#### TRAVAIL À FAIRE:
a. Recopiez tout le passage de l'entretien avec Carlos Ghosn, depuis « En pleine rentrée » jusqu'à « et de Nissan. » inclus.
b. Poursuivez l'entretien avec Carlos Ghosn sur la sortie de crise à partir de sa dernière phrase.

#### TEXTE SOURCE:
= = = = = = =

Voici l'interview de Carlos ghosn parue sur le Figaro de ce jour :
Carlos Ghosn : «Le pire est derrière nous»
En pleine rentrée sociale, et à quelques jours du Salon de Francfort, le PDG de Renault et de Nissan dessine la sortie de crise dans un entretien au Figaro.
Carlos Ghosn commence à respirer et c'est de bon augure, un an après le début de la crise. Car les prévisions de ce patron emblématique, qui anticipa la récession actuelle avant tout le monde en juillet 2008, valent de l'or. «Je suis confiant, car si nous sommes encore dans une situation de déprime économique, la crise financière est clairement derrière nous, avec une régularisation des circuits financiers et une normalisation des activités bancaires. Nous pouvons emprunter à des taux plus favorables, l'investissement repart, les valeurs boursières remontent…», indique le PDG de Renault et de Nissan.
Bref, on est loin de la situation de panique du début d'année, qui avait conduit les constructeurs nationaux, privés de financement, à solliciter chacun un prêt public de 3 milliards d'euros pour traverser la crise. «Nous avions vu venir avant l'été 2008 une récession économique classique, mais la crise financière à laquelle personne ne s'attendait l'a alimentée et approfondie, la transformant en la plus grande récession depuis la Grande Dépression», résume-t-il.

= = = = = = =

#### LISTE EXTRAITE:
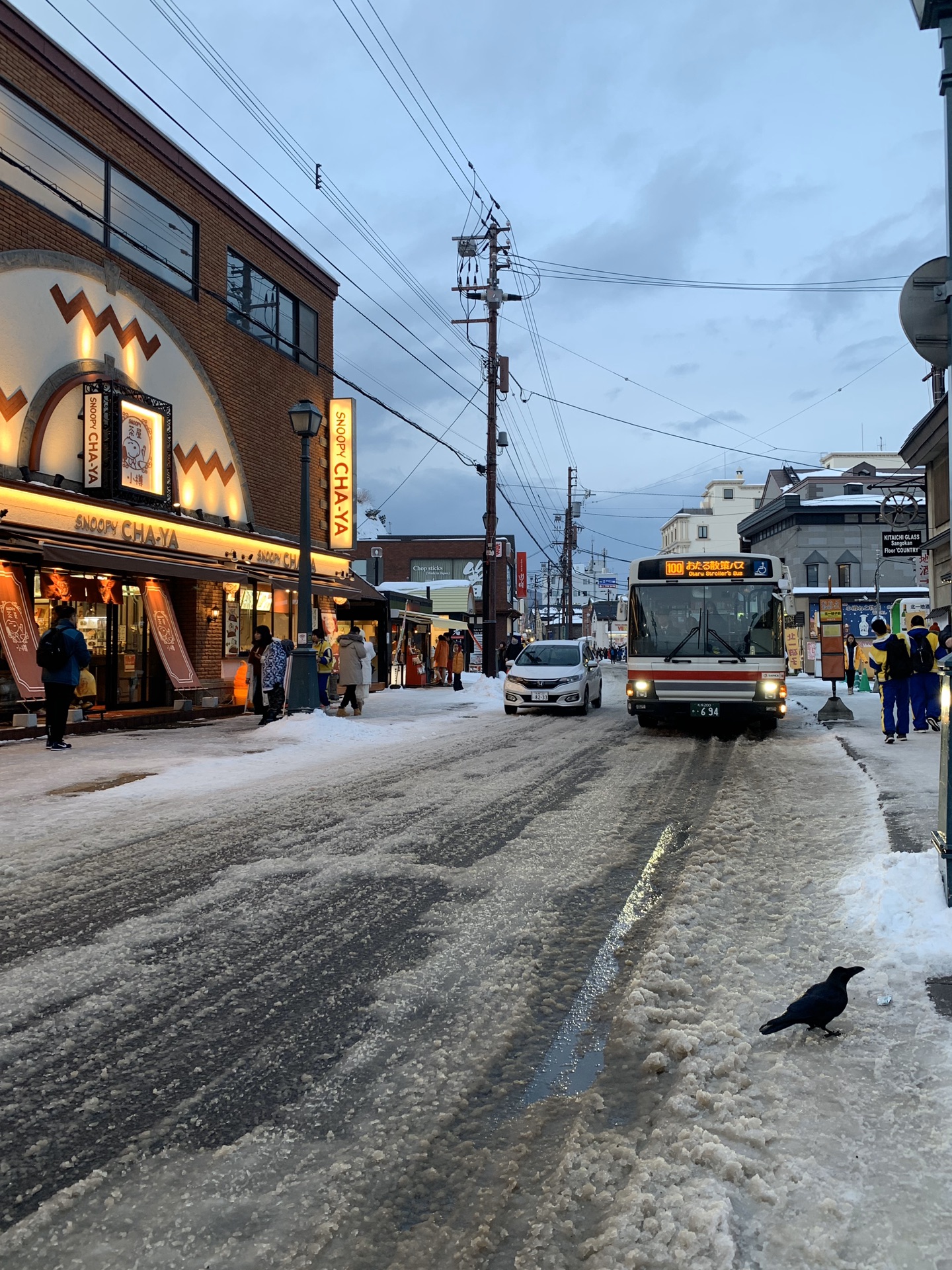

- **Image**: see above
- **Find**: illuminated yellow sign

= = = = = = =

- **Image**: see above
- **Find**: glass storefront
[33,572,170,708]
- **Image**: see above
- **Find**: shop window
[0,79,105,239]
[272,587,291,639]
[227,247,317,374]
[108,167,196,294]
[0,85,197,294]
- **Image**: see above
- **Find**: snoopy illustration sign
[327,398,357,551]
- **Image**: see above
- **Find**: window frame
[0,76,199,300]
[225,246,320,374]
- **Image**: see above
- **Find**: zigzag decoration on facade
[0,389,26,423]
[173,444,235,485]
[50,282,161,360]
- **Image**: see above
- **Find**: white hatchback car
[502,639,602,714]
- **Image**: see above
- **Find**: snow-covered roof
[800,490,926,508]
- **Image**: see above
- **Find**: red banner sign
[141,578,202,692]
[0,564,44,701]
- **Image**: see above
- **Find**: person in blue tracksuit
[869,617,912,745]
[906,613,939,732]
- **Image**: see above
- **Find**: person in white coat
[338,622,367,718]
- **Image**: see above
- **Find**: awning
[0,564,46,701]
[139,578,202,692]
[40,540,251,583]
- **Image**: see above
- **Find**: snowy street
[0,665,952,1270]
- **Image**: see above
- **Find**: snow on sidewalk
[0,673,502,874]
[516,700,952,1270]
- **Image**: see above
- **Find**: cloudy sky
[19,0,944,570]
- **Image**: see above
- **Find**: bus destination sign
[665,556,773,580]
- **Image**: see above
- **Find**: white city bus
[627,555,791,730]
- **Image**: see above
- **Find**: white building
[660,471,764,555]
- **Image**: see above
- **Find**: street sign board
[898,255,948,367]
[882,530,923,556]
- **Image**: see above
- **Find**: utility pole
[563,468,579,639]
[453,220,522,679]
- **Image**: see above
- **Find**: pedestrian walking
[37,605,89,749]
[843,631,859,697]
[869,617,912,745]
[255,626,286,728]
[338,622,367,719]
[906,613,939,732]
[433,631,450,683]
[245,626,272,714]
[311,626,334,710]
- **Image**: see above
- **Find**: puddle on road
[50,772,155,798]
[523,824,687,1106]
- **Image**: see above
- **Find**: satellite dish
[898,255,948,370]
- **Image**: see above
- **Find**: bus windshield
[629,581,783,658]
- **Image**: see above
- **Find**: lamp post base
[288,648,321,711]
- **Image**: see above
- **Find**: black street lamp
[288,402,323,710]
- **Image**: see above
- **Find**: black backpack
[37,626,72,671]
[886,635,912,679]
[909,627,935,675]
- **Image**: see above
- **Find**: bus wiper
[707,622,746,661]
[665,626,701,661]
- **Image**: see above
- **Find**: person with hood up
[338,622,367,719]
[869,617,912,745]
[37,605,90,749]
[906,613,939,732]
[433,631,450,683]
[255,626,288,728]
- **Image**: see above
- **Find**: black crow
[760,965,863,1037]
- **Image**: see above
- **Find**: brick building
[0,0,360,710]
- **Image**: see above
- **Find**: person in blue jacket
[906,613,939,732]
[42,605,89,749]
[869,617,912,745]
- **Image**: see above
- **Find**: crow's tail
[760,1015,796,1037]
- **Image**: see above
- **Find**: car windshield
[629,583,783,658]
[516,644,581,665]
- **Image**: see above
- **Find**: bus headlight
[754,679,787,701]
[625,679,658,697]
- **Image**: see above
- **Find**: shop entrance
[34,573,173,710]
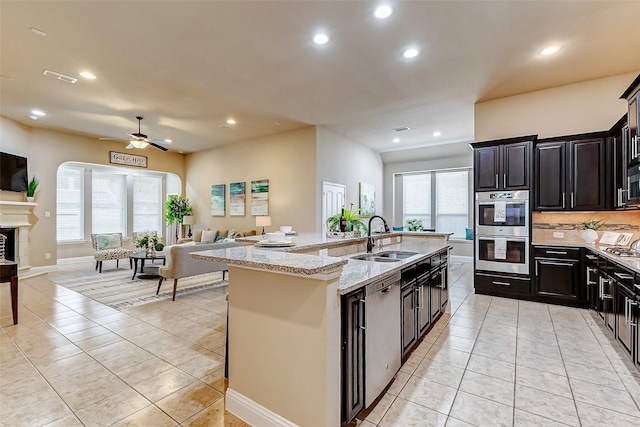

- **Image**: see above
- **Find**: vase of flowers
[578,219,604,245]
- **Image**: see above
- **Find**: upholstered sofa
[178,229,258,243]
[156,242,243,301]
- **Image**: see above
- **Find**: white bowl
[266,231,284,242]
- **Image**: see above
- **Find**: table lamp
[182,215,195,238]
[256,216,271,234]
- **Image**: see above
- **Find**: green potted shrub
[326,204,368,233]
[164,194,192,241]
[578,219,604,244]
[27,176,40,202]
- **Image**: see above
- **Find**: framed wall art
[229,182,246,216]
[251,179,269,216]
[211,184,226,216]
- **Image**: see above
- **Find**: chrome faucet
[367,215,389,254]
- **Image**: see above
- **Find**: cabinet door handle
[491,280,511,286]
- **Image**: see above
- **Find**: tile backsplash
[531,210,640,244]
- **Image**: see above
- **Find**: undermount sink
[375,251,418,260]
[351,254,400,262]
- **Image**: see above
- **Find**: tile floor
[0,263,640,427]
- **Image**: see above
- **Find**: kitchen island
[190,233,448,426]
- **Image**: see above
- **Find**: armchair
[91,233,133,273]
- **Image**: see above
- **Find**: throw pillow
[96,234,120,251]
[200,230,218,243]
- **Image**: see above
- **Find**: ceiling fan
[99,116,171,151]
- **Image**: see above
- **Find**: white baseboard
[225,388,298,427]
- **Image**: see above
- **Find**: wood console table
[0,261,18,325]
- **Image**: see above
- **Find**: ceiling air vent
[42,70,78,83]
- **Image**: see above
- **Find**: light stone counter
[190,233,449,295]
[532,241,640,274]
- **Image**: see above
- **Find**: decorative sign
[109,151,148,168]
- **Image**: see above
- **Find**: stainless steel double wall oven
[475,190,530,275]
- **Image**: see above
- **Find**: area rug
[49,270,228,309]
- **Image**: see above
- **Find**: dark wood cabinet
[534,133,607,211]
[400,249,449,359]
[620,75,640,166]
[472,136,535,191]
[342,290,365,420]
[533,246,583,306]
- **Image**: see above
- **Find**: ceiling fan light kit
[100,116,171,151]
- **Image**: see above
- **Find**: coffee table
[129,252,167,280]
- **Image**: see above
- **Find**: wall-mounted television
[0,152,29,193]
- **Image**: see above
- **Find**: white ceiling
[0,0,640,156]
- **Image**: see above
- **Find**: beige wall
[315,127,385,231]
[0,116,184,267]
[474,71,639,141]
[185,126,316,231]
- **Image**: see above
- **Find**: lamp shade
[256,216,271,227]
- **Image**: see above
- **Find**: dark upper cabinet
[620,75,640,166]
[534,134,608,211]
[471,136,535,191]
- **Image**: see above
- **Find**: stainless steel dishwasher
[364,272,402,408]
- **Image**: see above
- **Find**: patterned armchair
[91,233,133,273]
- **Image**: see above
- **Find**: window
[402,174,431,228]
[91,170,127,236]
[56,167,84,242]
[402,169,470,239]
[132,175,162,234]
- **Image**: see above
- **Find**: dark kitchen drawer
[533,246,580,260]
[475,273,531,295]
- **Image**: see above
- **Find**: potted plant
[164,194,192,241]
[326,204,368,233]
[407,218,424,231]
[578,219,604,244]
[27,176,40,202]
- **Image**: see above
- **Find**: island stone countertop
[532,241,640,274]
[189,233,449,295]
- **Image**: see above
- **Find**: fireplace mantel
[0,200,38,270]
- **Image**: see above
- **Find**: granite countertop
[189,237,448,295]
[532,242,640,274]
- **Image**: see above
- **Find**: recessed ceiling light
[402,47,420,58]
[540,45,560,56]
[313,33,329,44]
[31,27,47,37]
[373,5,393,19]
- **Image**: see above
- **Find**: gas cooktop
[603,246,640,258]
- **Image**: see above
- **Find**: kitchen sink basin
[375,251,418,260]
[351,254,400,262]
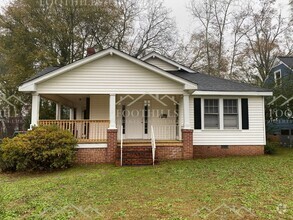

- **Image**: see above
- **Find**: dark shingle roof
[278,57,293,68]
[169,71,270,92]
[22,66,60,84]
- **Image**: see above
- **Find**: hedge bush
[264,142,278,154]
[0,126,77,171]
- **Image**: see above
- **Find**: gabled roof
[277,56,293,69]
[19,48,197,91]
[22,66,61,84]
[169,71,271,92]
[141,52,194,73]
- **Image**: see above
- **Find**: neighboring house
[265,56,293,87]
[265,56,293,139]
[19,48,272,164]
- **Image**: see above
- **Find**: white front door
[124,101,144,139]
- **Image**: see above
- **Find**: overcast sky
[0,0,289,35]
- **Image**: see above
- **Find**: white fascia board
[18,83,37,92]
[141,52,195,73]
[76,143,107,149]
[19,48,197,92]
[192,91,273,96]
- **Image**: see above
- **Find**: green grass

= = = = = = =

#### RÉPONSES PAR TÂCHE:
a.
En pleine rentrée sociale, et à quelques jours du Salon de Francfort, le PDG de Renault et de Nissan dessine la sortie de crise dans un entretien au Figaro.
Carlos Ghosn commence à respirer et c'est de bon augure, un an après le début de la crise. Car les prévisions de ce patron emblématique, qui anticipa la récession actuelle avant tout le monde en juillet 2008, valent de l'or. «Je suis confiant, car si nous sommes encore dans une situation de déprime économique, la crise financière est clairement derrière nous, avec une régularisation des circuits financiers et une normalisation des activités bancaires. Nous pouvons emprunter à des taux plus favorables, l'investissement repart, les valeurs boursières remontent…», indique le PDG de Renault et de Nissan.

b.
Dans ce contexte, le Samouraï de l'automobile se prépare sereinement à la fin des plans de relance de la demande instaurés par différents gouvernements, comme la prime à casse. Alors qu'elle est déjà arrêtée en Allemagne, elle sera progressivement diminuée en France en 2010, conformément au souhait du patron de Renault, qui, avant l'été, avait évoqué le risque de «trous d'air» , en cas d'interruption brutale. «Ce type de mesure permet de soutenir la demande pendant la période nécessaire, mais nous savions qu'elles étaient temporaires. Lorsque la France mettra fin à la prime à la casse, nous pensons que la croissance et la demande auront été suffisamment relancées pour que l'on se retrouve dans une situation bien meilleure que s'il n'y avait pas eu de stimulus. Et cela, même si nous anticipons un impact négatif sur l'activité économique.»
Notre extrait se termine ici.